Required work: Every line below from the one containing "-- sample [452,84]." through the one containing "-- sample [32,190]." must be transcribed exactly. Omit all lines outside that stretch.

Entries shown:
_ _ _ _ _ _ _
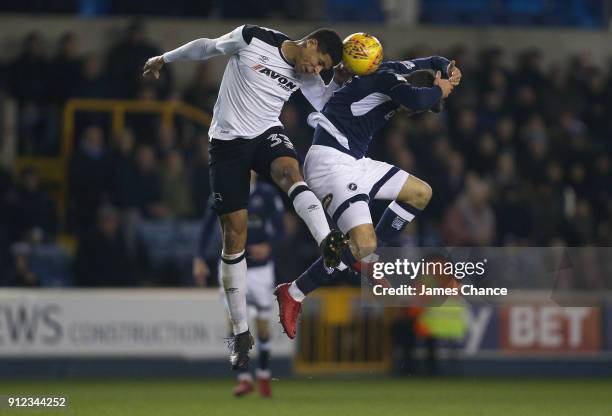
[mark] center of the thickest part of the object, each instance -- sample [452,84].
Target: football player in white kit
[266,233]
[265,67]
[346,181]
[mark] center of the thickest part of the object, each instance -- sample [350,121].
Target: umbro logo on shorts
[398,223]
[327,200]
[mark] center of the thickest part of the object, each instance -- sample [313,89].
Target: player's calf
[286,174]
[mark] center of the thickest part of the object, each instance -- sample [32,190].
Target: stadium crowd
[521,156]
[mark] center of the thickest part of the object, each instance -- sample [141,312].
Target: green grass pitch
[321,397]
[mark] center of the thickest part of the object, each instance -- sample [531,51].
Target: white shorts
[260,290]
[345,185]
_ _ _ _ _ _ _
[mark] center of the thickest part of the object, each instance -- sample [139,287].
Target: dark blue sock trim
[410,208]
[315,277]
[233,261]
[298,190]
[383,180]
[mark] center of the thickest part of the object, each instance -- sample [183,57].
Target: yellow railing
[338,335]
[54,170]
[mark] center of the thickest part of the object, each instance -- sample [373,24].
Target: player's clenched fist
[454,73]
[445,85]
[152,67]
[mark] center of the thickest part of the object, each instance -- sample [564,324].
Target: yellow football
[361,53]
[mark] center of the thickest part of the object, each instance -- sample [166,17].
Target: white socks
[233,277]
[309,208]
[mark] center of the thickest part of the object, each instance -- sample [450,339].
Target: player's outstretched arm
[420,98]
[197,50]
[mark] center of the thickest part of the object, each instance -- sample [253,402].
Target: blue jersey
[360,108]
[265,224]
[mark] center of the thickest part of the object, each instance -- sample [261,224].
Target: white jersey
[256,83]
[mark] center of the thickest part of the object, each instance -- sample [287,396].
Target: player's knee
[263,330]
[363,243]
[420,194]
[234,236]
_ _ _ _ _ _ _
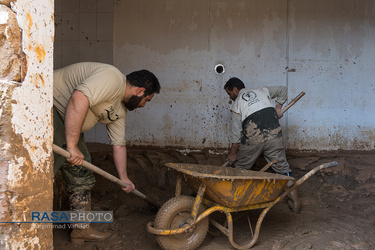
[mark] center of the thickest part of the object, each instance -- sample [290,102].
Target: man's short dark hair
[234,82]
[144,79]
_ _ _ _ _ _ _
Answer:
[mark] center of the thickest part of the object, each instance -- sample [452,84].
Target: football player in white kit
[266,233]
[265,67]
[346,181]
[mark] center of the thickest part of the object, each instance -- sample [350,121].
Target: umbro logo on shorts
[398,223]
[327,200]
[mark] center of the thickest part of the object, each instance -- sample [313,89].
Target: player's calf
[286,174]
[mark] center of the thickest part of the object, each instance -- sample [32,190].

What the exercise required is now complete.